* BEGIN ARTICLE *
Today’s post is a bit schizophrenic, so please bear with me.
Anyways, so I played a game of 40k about ten days ago, and it got me to thinking—I’d have written and posted this sooner, but the initial writing I did here dovetailed nicely with the TooFatLardies’ blog article, “Fiction or Friction” so well …before meandering in another direction that I decided to let this post stay on the back burner for a few more days and write about the Lardies’ article first.
So, yeah, 40k. I played it—and while a game of 40k being played by someone may not really be newsworthy, a game of Warhammer 40,000 being played by me is. The short of it? I had a GREAT time!
THE LONG (WINDEDNESS) OF IT
It was all pretty innocuous:
A fellow ex-Great-White staffer asked if I wanted to have a game, and another ex-staffer came along to my place to watch and generally just hang out. So, we hung out, had and a refreshing beverage while two of us played and the other watched (and gabbed). It was pretty neat: because they both used to work with me at the (now defunct) store, 40k between me and them usually had underlyings of how whatever we were doing/talking about with 40k affected the store in some way shape or form.
And, whereas the three of us quite often talked about the game (and demo’d the game and sold the game and hyped the game), we rarely played the game together.
To be fair, I’m the most at fault with that last part: the other two were generally pretty good about getting PLENTY of games in.
But there we were last week, playing the game—no ties with selling, hyping or justifying the game. There was nothing retail-store related hanging over our heads as we played, no inevitable bleeding of the business-side of Games Workshop’s games into our game. It was just us, having some laughs and playing a pretty fun game.
I’m willing to believe that it might’ve just been me feeling this way; after all, the amount of time since I haven’t worked in a game store is now on the cusp of being able to be measured in decades. Decades (as in more than one).
The verdict? I had a BLAST. My opponent would’ve had a better time had he not been cursed with three or four turns of non-stop fluffed dice rolls. Even then, by his own admission, he still had a pretty good time facing his wonky goofy Daemons of Chaos army up against my crappy Eldar.
So what have I taken most from that game ten days ago? I discovered I forgot just how fun 40k CAN be.
Selling the game, reading Bell of Lost Souls, reading Bell of Lost Souls’ comments section, running tournaments, listening to gaming podcasts, lurking on internet forums–and just generally being exposed to all the conversations and attitudes and beliefs that the the guys who play the game regularly have has resulted in one thing for me: I’ve been in (more than) a bit of a funk with Warhammer 40,000 since…since…since about ONE YEAR after Fifth Edition’s release.
* END ARTICLE *
== WRITTEN PROBLEM A ==
Rewrite the records from their first line up to and including the line with "point(49, 71)", switching "Query" to "Target" and keeping everything else the same. Omit the pictures from your answer.
* BEGIN GIVEN RECORDS *
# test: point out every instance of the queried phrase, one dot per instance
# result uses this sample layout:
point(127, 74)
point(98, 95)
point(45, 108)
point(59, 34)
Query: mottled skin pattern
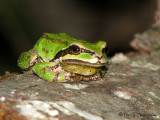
point(61, 58)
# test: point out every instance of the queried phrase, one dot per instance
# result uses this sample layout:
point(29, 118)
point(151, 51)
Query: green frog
point(61, 58)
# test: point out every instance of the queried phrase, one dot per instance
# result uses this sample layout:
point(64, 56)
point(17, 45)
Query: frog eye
point(105, 50)
point(75, 49)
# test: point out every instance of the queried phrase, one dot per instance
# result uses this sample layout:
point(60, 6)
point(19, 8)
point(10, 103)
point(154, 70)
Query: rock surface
point(129, 91)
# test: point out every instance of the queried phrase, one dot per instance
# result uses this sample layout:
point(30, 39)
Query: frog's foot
point(51, 72)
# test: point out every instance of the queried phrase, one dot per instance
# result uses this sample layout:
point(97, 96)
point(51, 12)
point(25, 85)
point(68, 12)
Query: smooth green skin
point(46, 49)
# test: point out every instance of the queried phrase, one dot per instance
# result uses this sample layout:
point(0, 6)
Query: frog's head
point(76, 56)
point(82, 55)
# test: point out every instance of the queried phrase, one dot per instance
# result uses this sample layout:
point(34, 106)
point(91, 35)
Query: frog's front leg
point(49, 71)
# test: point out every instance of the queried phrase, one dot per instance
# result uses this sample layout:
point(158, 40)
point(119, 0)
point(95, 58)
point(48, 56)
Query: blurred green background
point(22, 22)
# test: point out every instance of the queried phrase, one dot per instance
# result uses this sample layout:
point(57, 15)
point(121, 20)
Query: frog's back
point(50, 44)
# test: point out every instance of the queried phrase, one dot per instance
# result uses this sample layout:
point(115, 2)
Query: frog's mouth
point(80, 67)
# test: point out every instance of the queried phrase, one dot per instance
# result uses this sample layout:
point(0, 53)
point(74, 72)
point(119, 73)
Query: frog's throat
point(82, 63)
point(81, 68)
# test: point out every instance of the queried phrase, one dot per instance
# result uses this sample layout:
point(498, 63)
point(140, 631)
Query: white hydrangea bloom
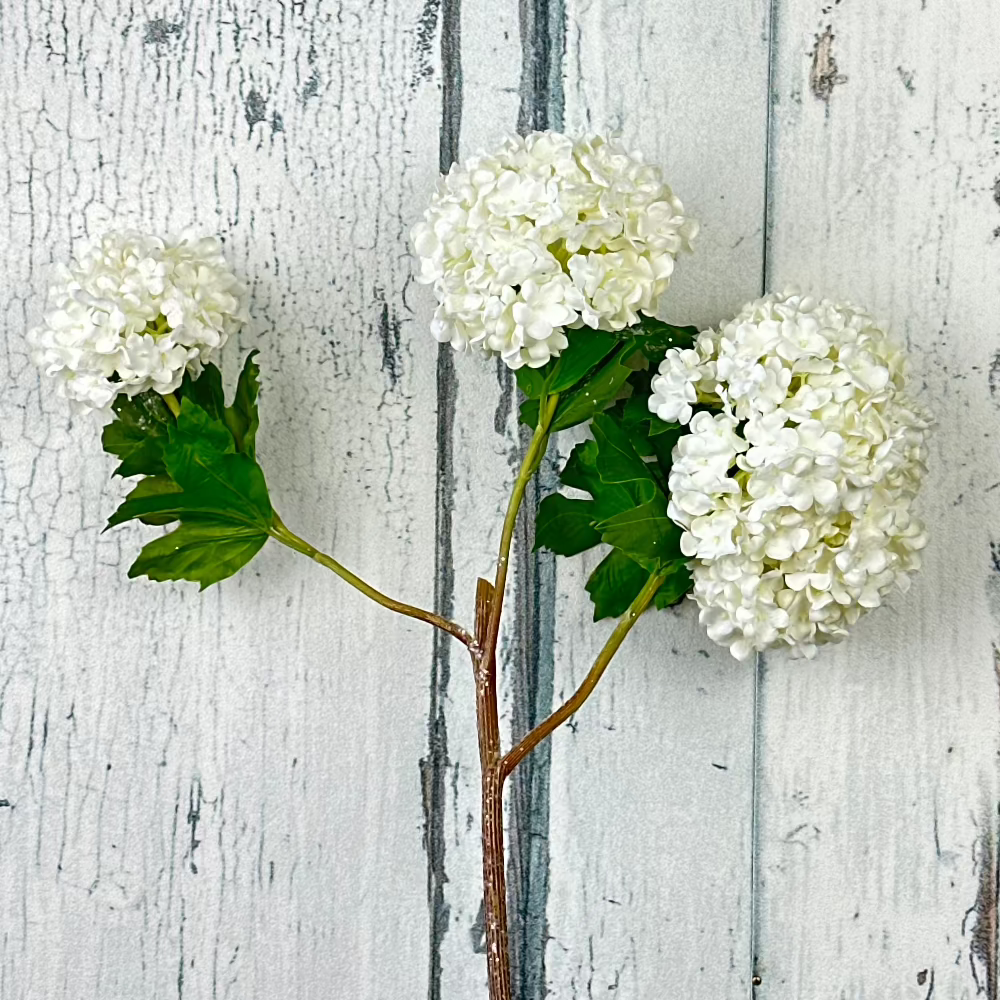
point(544, 235)
point(133, 312)
point(795, 484)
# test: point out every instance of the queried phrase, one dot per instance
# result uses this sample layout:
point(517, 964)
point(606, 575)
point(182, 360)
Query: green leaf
point(197, 430)
point(645, 533)
point(618, 461)
point(677, 584)
point(587, 349)
point(663, 438)
point(615, 584)
point(242, 418)
point(566, 526)
point(655, 335)
point(580, 470)
point(205, 390)
point(154, 486)
point(531, 381)
point(528, 411)
point(203, 552)
point(597, 392)
point(138, 433)
point(581, 473)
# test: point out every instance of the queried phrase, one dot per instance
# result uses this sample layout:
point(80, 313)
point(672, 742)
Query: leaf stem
point(532, 460)
point(584, 691)
point(172, 404)
point(281, 533)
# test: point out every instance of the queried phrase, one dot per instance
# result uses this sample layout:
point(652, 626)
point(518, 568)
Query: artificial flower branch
point(767, 467)
point(573, 704)
point(282, 534)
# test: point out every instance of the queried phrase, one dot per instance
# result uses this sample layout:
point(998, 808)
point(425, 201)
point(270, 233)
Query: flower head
point(545, 234)
point(134, 312)
point(795, 484)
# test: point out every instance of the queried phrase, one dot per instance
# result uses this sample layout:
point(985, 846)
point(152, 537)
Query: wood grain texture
point(218, 795)
point(484, 448)
point(272, 790)
point(878, 805)
point(652, 783)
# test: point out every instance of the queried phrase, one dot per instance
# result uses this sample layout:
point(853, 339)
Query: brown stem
point(494, 876)
point(584, 691)
point(286, 537)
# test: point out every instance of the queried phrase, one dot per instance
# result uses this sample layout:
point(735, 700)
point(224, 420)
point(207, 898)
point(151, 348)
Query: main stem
point(489, 606)
point(286, 537)
point(572, 704)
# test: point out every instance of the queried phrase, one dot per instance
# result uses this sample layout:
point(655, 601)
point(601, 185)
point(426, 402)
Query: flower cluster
point(795, 484)
point(134, 312)
point(545, 234)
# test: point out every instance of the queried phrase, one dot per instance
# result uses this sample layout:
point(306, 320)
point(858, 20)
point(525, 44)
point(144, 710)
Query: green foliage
point(137, 434)
point(624, 469)
point(200, 470)
point(591, 372)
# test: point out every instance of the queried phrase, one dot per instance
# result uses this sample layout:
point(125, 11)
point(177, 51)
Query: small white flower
point(543, 235)
point(675, 388)
point(133, 312)
point(795, 495)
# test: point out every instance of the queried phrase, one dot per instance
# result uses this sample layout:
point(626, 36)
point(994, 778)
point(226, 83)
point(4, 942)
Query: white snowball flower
point(133, 312)
point(547, 234)
point(795, 484)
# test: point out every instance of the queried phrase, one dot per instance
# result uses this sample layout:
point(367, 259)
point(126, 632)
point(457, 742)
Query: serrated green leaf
point(154, 486)
point(615, 584)
point(565, 526)
point(528, 412)
point(655, 335)
point(675, 586)
point(138, 433)
point(242, 418)
point(597, 392)
point(580, 472)
point(194, 432)
point(531, 381)
point(203, 552)
point(663, 442)
point(587, 349)
point(205, 390)
point(645, 533)
point(619, 462)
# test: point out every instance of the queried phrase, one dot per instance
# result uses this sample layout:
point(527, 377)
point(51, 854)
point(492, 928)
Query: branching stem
point(584, 691)
point(286, 537)
point(172, 404)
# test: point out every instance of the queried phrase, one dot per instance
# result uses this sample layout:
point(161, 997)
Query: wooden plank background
point(270, 790)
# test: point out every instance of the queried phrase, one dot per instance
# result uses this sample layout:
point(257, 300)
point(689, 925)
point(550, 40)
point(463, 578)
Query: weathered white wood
point(484, 449)
point(652, 785)
point(878, 808)
point(218, 795)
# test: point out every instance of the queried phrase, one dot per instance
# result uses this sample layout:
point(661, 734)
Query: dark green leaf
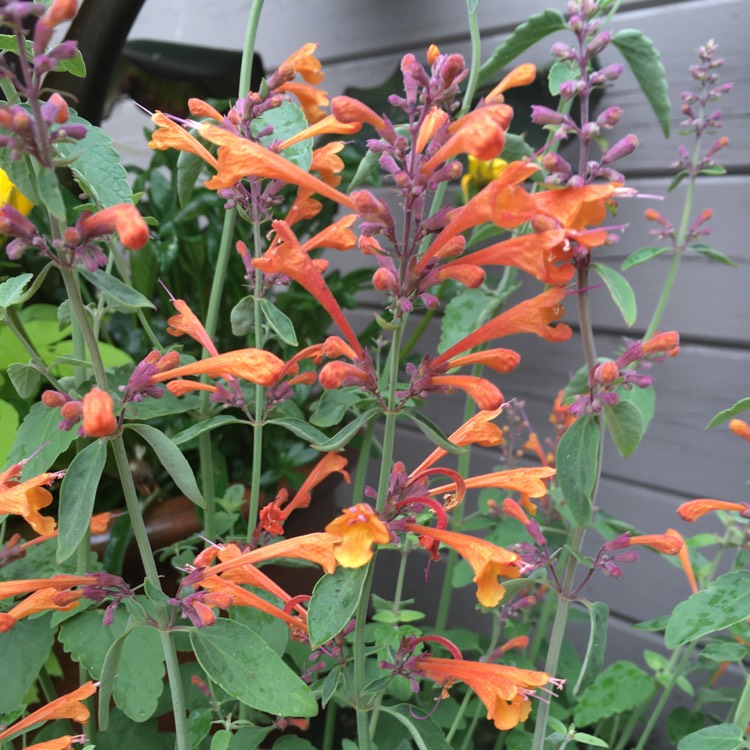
point(620, 290)
point(77, 495)
point(644, 60)
point(333, 602)
point(524, 36)
point(344, 435)
point(577, 466)
point(172, 460)
point(242, 664)
point(726, 414)
point(96, 166)
point(711, 254)
point(725, 602)
point(281, 325)
point(620, 687)
point(124, 297)
point(594, 659)
point(625, 425)
point(432, 432)
point(643, 255)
* END GIVEN RECORDS *
== WRITTEN PROBLEM B ==
Continue the blog post about playing a game of Warhammer 40,000 again, starting after its final sentence.

== WRITTEN RESPONSE A ==
# test: point out every instance of the queried phrase, one dot per instance
# result uses this sample layout:
point(127, 74)
point(98, 95)
point(45, 108)
point(59, 34)
Target: mottled skin pattern
point(61, 58)
# test: point out every instance of the queried phrase, one dot per instance
# result uses this sample layout:
point(29, 118)
point(151, 51)
Target: green frog
point(61, 58)
# test: point out every instance of the queried phrase, one dot per instance
# result uses this sample layout:
point(64, 56)
point(17, 45)
Target: frog eye
point(105, 50)
point(75, 49)
# test: point out every instance of the queried phrase, one dot per instance
# result uses this sample layout:
point(60, 6)
point(19, 8)
point(10, 103)
point(154, 70)
Target: rock surface
point(129, 91)
# test: point out every instance of the queried phrase, one dot per instance
# result uses this sample layout:
point(30, 39)
Target: frog's foot
point(51, 72)
# test: point out every instance of the queried phrase, one dot per instance
# result uses this sample layout:
point(97, 96)
point(51, 12)
point(25, 85)
point(68, 12)
Target: smooth green skin
point(46, 49)
# test: point out every instance of the queried phrase, one dot per instance
# result uses this sample layout:
point(0, 6)
Target: frog's head
point(76, 56)
point(82, 55)
# test: point out every instance of the queried phrase, one dot per instance
# result uses this sample layout:
point(34, 106)
point(91, 35)
Target: frog's front leg
point(49, 71)

== WRITTEN RESPONSE B ==
…Which leads me to ponder: why did I have fun playing a game which, until ten days ago, I thought I no longer liked?
PLAYING ON THE SAME PAGE
I think first off, my opponent and I were gaming on the same page. I’ve run plenty of tournaments, large and small; he’s played in plenty of tournaments, large and small (and has also helped run a few of the ones I’ve been involved in). All that exposure to tournaments has resulted in neither of us being all too excited by the lists commonly seen at tournaments (with frightening regularity) these days; in this neck of the woods, such lists are repetitive, bland, flavourless, unimaginative and predictable. Oh, and they all tend to aim at being ‘dead hard’ lists, built for getting the tournament prize (tho’ the players themselves will argue extensively about how “fun and thematic” their hard lists are—I’m not complaining about these lists so much as I’m complaining about how these guys can’t be honest to themselves about their lists).
To be fair, in the name of purely winning, there are only so many options in all the 40k codices—and options that are regularly expounded on by the internet. If you’re playing for the win (and if you’re in tournaments playing 40k these days, you ARE playing for the win,* admit it), you don’t even need the internet to inform or write your list; you can still wind up building a net list that points and clicks itself right through the game.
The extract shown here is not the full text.